SUPPLIED MATERIAL =>
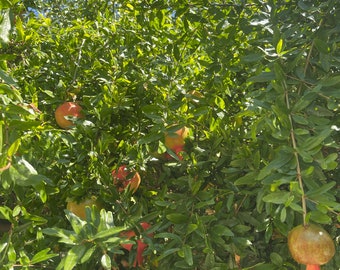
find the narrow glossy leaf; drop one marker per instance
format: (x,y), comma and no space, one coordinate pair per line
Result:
(276,258)
(248,179)
(279,46)
(187,254)
(168,252)
(168,235)
(109,232)
(106,261)
(42,255)
(321,45)
(278,197)
(283,214)
(251,58)
(5,25)
(74,255)
(222,230)
(279,161)
(302,103)
(315,141)
(323,189)
(177,218)
(263,77)
(330,81)
(320,217)
(13,149)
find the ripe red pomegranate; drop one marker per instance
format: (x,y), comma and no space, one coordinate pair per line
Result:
(310,245)
(71,109)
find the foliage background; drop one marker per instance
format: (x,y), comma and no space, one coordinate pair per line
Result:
(264,70)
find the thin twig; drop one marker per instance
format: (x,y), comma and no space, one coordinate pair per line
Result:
(298,167)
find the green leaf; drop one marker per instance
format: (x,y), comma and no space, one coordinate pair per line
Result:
(263,77)
(177,218)
(321,46)
(278,197)
(13,149)
(321,190)
(42,256)
(222,230)
(276,258)
(88,253)
(315,141)
(306,100)
(320,217)
(280,160)
(74,255)
(248,179)
(279,46)
(109,232)
(5,25)
(250,58)
(330,81)
(188,255)
(106,261)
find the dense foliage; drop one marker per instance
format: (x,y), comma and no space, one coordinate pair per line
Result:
(256,82)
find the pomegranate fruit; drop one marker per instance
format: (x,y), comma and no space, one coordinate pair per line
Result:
(310,245)
(70,109)
(123,178)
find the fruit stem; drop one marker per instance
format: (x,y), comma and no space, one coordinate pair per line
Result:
(298,168)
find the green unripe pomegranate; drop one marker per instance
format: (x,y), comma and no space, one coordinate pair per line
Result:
(310,245)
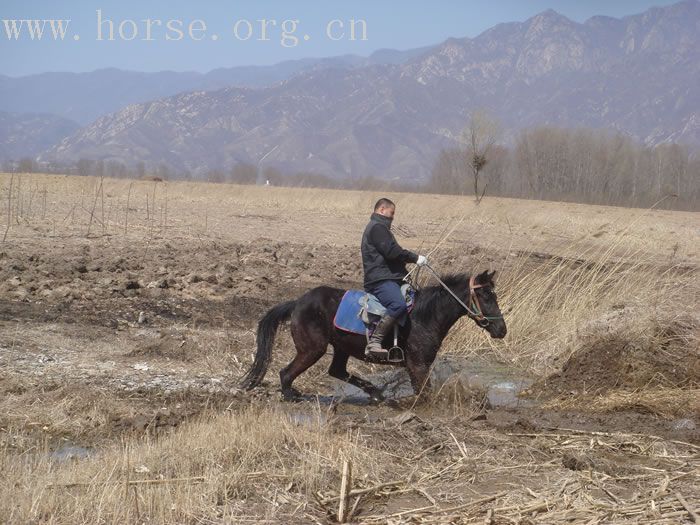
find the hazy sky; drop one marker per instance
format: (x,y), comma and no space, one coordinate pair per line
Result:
(234,36)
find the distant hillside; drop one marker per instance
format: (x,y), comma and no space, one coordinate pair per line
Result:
(83,97)
(639,75)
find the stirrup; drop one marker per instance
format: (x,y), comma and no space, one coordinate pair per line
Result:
(379,353)
(395,355)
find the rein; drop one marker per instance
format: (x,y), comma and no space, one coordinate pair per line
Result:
(476,313)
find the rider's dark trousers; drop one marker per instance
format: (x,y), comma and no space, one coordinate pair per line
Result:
(389,294)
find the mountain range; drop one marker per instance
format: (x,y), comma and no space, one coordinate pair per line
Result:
(389,117)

CHALLENGE =>
Print every row above verbatim, leaving out the picture lines.

TASK OUTPUT =>
find the narrow glossy leaf; drop one marker per instance
format: (x,y), comma and no space, one coordinate pair per line
Result:
(276,258)
(248,179)
(279,46)
(187,254)
(168,252)
(168,235)
(109,232)
(106,261)
(42,255)
(321,45)
(278,197)
(283,214)
(251,58)
(5,25)
(74,255)
(222,230)
(279,161)
(302,103)
(315,141)
(323,189)
(177,218)
(263,77)
(330,81)
(320,217)
(13,149)
find the ripe red pomegranate; drop one marker per instance
format: (x,y), comma and no space, one coordinate pair per line
Result:
(310,245)
(71,109)
find the foliage background; drop one marker per instance
format: (x,y), comma and no space, one coordinate pair per line
Result:
(264,70)
find the thin twig; drop one marker per instance
format: (x,y), comma and no space, one coordinate pair per line
Result:
(298,167)
find the green leaf; drop one marker per instance
format: (x,y), comma and no space, one coordinate pair per line
Result:
(263,77)
(177,218)
(321,46)
(278,197)
(13,149)
(321,190)
(42,256)
(222,230)
(276,258)
(88,253)
(315,141)
(306,100)
(320,217)
(280,160)
(74,255)
(248,179)
(279,46)
(109,232)
(5,25)
(250,58)
(330,81)
(188,255)
(106,261)
find the dense foliage; drop one marker per instance
format: (x,y), comma and no space, one coordinate pair per line
Result:
(256,82)
find the pomegranate fruit; drop one marker per instance
format: (x,y), comma and no space, one coordinate pair per line
Result:
(310,245)
(70,109)
(123,178)
find the fruit stem; drop one marker per instance
format: (x,y), comma and no space, one coordinate pair per line
Result:
(298,168)
find the green unripe pomegranate; drop one marker per instance
format: (x,y), comma and no space, one coordinate pair per line
Result:
(310,245)
find the hazy sky; drop one marker per instance
format: (x,y), comma and no space, one coordinate pair per line
Result:
(234,36)
find the distant hillside; drop one marker per instance
format: (x,y), comma and no space, one coordinate pair per line
Result:
(83,97)
(639,75)
find the stirrup; drop one marker per instance
format: (x,y), comma and no space, one coordinate pair per line
Result:
(379,353)
(395,355)
find the rein; drop one marker per instance
format: (x,y), comma and no space, one coordinate pair per line
Result:
(476,313)
find the rider's dark trousers; drop one marker per instance
format: (x,y), comma and no space, one coordinate pair per line
Result:
(389,294)
find the mountain range; drop one marker per instance
format: (x,y), comma and no space, one coordinate pair per line
Result:
(389,117)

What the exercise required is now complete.